**Aim a:** Copy the listing word for word, from its first line through the line that contains "xmin=316 ymin=125 xmax=370 ymax=170", inclusive, and leave out the pictures.

**Page excerpt:**
2015 Top Plant Winner: Making connections locally, globally

Phoenix Contact: From cordsets and terminal blocks to industrial wireless, process infrastructure, and PC products, the company has evolved from a value-add assembly facility to a growing world-wide manufacturing hub.


Jack Nehlig, president of Phoenix Contact USA, spoke about how Phoenix Contact successfully “put down roots” in the U.S. Courtesy: Phoenix Contact USAThe year was 1981. Phoenix Contact GmbH & Co. KG in Blomberg, Germany, had just created a U.S. subsidiary in Harrisburg, Pa. Its charter was to add value to products manufactured in Germany and distribute them to customers in the U.S. From there, vision, commitment, teamwork, and highly focused best practices transformed Phoenix Contact USA from a value-add assembly subsidiary into a global design and manufacturing enterprise—and the 2015 Plant Engineering Top Plant.

**Given records:**
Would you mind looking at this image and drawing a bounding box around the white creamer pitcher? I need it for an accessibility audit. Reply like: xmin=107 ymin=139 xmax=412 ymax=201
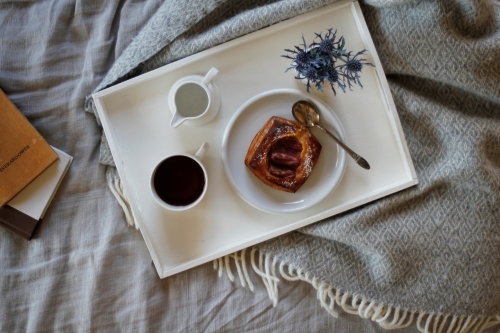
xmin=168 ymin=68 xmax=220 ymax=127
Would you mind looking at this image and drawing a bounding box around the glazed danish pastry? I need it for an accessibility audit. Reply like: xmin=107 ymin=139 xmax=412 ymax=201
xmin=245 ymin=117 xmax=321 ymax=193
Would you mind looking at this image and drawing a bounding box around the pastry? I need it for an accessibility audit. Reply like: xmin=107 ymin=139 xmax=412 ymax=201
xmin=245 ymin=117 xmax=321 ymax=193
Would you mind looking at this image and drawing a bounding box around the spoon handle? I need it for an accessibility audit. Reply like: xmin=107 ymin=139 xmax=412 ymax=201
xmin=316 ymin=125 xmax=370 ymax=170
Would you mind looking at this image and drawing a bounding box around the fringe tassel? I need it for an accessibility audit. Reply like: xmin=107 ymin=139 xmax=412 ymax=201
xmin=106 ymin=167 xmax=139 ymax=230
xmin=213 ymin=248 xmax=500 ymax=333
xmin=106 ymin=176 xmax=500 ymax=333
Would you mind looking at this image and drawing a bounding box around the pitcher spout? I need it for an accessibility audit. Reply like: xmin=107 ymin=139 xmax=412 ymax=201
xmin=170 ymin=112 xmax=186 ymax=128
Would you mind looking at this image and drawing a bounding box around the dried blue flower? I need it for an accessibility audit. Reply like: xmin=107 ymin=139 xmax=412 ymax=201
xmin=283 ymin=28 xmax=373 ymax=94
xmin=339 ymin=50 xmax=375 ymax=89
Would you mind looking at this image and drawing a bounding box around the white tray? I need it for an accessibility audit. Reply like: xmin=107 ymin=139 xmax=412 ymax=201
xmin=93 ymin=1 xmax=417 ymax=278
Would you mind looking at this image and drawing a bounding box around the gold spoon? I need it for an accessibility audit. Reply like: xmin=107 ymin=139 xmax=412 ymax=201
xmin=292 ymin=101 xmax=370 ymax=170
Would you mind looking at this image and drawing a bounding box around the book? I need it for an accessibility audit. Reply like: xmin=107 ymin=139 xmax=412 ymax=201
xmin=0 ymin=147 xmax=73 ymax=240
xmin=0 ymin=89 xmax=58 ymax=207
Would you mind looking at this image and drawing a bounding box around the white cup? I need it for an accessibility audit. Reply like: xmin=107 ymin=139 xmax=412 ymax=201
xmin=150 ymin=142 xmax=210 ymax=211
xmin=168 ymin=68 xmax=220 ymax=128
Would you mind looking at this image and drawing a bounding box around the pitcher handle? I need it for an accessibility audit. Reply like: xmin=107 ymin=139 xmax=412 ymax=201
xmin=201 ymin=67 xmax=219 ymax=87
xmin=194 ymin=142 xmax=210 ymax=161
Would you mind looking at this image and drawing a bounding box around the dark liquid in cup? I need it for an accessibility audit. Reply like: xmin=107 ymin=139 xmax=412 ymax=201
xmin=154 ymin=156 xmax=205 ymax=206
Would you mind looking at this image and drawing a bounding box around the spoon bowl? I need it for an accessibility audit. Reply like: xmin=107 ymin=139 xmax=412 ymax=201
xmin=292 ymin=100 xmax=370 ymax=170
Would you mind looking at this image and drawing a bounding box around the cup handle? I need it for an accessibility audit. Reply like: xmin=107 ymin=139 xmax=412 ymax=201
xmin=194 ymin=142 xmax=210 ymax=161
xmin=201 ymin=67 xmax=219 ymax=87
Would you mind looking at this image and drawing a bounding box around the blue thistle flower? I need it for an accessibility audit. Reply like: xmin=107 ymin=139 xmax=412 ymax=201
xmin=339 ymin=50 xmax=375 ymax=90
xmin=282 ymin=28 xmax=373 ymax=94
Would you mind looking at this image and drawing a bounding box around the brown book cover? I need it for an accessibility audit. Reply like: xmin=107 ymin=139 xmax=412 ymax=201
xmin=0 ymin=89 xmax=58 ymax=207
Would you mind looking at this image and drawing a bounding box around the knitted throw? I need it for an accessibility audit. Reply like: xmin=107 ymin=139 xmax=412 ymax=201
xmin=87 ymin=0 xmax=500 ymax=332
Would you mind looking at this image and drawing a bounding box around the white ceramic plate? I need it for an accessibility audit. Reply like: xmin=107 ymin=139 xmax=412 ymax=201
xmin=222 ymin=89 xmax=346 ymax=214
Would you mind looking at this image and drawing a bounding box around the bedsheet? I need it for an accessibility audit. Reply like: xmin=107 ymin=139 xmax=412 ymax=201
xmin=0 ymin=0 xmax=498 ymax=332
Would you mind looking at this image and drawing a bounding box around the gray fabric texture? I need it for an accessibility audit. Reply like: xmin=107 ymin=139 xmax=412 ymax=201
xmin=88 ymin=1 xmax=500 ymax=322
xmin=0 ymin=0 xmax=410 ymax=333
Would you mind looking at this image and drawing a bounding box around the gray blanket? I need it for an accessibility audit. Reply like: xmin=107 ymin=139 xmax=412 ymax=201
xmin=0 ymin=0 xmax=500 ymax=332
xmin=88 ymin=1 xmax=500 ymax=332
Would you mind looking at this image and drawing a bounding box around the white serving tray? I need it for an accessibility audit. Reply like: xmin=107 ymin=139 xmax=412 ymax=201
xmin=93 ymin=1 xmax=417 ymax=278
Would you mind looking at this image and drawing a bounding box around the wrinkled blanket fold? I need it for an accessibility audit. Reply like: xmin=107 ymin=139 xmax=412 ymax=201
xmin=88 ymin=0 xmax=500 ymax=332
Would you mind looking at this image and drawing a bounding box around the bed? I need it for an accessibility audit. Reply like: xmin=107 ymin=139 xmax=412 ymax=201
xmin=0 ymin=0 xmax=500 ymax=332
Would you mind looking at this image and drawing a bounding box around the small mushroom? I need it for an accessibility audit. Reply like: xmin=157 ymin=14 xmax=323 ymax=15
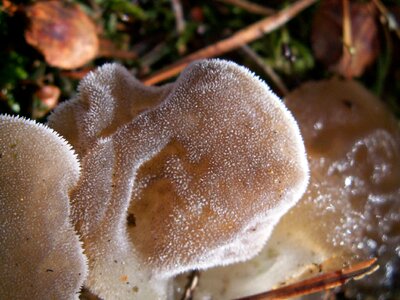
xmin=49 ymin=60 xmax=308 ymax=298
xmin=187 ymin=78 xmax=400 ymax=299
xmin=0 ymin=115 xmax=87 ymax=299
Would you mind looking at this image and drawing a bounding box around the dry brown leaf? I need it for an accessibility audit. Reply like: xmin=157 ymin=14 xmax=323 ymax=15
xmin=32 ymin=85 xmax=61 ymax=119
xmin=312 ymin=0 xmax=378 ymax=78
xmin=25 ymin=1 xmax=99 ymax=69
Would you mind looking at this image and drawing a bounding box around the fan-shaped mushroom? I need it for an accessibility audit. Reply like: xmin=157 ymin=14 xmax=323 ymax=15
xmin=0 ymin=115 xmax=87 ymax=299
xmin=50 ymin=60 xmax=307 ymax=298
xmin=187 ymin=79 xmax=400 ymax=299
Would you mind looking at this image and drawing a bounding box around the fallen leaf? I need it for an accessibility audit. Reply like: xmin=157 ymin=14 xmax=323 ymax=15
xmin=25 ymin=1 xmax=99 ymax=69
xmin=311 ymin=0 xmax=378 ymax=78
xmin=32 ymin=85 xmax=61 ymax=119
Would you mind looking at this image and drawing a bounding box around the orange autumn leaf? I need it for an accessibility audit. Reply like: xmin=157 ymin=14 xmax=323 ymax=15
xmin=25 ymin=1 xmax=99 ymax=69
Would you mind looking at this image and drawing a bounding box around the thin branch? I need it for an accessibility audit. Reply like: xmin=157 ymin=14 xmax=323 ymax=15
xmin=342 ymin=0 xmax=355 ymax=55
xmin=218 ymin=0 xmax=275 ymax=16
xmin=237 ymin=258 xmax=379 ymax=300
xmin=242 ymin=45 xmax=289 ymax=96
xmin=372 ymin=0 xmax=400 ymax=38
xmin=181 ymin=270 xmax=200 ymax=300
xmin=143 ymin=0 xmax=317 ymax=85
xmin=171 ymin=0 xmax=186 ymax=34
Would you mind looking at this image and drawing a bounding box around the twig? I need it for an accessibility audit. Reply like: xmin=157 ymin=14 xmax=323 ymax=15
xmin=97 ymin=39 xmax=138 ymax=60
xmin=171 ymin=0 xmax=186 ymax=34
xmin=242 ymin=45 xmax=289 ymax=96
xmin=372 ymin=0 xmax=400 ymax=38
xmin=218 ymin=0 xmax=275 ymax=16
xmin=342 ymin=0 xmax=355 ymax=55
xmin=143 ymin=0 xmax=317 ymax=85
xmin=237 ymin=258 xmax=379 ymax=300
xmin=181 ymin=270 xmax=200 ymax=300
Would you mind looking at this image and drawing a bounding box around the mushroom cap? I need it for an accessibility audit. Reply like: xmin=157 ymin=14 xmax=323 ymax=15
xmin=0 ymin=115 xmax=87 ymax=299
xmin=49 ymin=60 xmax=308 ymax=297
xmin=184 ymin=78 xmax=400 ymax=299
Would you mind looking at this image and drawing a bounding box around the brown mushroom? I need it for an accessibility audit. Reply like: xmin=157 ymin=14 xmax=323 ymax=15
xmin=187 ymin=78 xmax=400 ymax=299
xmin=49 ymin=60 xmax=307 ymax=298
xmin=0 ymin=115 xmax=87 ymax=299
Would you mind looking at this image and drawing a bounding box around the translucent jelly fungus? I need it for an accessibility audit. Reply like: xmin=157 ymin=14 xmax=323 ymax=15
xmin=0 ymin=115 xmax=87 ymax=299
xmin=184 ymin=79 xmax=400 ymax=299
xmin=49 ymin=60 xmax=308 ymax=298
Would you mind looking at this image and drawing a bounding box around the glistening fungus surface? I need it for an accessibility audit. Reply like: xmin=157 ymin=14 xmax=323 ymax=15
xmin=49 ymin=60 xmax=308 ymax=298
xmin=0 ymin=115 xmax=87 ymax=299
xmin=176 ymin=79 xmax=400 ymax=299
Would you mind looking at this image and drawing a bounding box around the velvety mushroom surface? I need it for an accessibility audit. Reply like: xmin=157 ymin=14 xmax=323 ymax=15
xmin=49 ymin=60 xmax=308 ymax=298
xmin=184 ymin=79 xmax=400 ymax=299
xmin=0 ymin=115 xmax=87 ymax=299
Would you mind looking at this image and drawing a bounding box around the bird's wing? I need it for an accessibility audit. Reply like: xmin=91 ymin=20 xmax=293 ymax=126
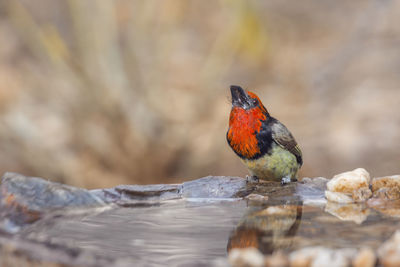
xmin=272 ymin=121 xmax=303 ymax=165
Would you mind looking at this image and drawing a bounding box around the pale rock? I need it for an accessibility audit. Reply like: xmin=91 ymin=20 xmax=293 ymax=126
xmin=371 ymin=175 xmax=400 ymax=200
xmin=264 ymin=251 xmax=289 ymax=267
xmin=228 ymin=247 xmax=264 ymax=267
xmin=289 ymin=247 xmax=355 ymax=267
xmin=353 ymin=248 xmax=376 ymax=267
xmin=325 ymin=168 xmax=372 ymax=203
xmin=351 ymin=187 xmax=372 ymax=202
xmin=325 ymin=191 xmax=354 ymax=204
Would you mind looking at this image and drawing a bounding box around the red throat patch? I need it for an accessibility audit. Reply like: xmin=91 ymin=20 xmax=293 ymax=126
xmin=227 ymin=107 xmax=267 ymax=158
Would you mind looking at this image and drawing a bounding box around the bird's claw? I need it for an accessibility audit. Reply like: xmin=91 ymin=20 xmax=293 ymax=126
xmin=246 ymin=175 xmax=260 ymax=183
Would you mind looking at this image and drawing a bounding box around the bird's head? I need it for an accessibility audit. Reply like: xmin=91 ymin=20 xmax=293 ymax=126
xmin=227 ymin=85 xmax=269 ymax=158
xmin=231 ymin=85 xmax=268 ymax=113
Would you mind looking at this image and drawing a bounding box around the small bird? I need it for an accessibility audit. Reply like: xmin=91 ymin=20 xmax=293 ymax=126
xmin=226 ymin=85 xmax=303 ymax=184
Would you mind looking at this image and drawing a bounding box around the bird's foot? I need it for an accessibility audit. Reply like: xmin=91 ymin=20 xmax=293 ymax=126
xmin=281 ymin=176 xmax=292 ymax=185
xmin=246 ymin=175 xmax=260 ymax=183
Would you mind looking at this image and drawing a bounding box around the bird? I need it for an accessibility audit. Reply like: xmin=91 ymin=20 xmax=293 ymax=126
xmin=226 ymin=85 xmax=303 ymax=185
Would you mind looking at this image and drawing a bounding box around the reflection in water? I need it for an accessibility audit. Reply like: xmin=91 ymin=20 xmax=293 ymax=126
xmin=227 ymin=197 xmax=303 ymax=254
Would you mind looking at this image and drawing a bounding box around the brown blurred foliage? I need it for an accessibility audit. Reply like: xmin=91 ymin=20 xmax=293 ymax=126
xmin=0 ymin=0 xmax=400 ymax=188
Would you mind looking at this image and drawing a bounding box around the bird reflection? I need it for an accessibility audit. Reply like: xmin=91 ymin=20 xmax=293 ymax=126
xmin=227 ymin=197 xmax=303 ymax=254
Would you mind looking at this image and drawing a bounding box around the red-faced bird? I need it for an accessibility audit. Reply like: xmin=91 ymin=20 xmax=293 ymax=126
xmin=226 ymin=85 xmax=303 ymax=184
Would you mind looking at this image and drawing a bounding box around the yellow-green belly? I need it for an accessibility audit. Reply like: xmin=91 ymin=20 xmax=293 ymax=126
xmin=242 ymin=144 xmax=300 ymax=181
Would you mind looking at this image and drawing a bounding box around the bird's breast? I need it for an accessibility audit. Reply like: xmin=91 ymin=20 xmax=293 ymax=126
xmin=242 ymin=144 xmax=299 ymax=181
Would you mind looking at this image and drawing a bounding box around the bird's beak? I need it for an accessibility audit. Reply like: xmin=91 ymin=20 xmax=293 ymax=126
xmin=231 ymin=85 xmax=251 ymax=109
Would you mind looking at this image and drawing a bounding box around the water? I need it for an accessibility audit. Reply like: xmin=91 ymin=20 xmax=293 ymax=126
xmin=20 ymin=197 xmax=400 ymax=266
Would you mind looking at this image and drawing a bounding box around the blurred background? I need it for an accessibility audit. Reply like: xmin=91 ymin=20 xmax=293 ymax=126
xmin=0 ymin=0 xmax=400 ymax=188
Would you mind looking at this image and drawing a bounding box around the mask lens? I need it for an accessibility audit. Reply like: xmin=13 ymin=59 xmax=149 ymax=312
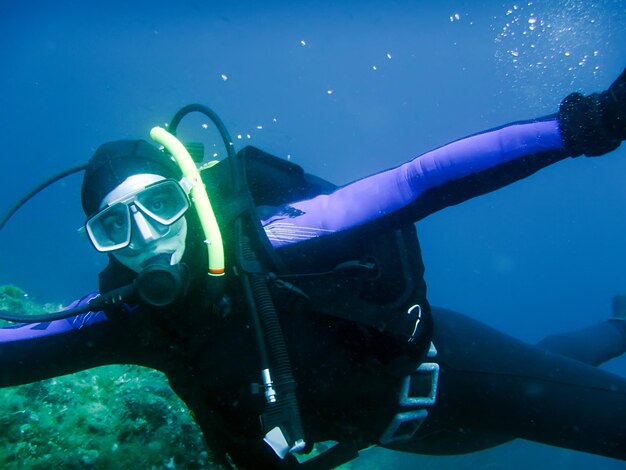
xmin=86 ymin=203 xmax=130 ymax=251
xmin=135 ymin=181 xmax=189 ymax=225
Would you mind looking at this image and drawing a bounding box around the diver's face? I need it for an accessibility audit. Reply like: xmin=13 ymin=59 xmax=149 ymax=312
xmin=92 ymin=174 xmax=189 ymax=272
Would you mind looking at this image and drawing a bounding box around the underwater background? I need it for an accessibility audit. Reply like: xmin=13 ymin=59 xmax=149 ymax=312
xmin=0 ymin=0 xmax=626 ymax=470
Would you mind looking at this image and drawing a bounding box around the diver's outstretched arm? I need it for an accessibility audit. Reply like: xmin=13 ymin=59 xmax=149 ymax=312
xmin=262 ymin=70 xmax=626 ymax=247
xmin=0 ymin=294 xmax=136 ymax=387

**Aim b:** Rewrite the Phoenix Contact text from "Phoenix Contact: From" through "Engineering Top Plant.", inclusive, changing "subsidiary" to "branch".

**Final result a:**
Would you mind looking at this image and drawing a bounding box around the white creamer pitcher? I need it for an accessibility audit. Reply like: xmin=107 ymin=139 xmax=412 ymax=201
xmin=168 ymin=68 xmax=220 ymax=127
Would you mind looking at this image and drawing a bounding box around the glazed danish pastry? I need it for an accessibility audit. Reply like: xmin=107 ymin=139 xmax=412 ymax=201
xmin=245 ymin=117 xmax=321 ymax=193
Would you mind looking at this image and drawing a bounding box around the pastry? I need it for an accessibility audit. Reply like: xmin=107 ymin=139 xmax=412 ymax=201
xmin=245 ymin=117 xmax=321 ymax=193
Would you mind looking at this image and drawing a bounding box around the spoon handle? I need it for an accessibility audit. Reply like: xmin=107 ymin=139 xmax=412 ymax=201
xmin=316 ymin=125 xmax=370 ymax=170

**Final result b:**
Phoenix Contact: From cordsets and terminal blocks to industrial wireless, process infrastructure, and PC products, the company has evolved from a value-add assembly facility to a growing world-wide manufacturing hub.


Jack Nehlig, president of Phoenix Contact USA, spoke about how Phoenix Contact successfully “put down roots” in the U.S. Courtesy: Phoenix Contact USAThe year was 1981. Phoenix Contact GmbH & Co. KG in Blomberg, Germany, had just created a U.S. branch in Harrisburg, Pa. Its charter was to add value to products manufactured in Germany and distribute them to customers in the U.S. From there, vision, commitment, teamwork, and highly focused best practices transformed Phoenix Contact USA from a value-add assembly branch into a global design and manufacturing enterprise—and the 2015 Plant Engineering Top Plant.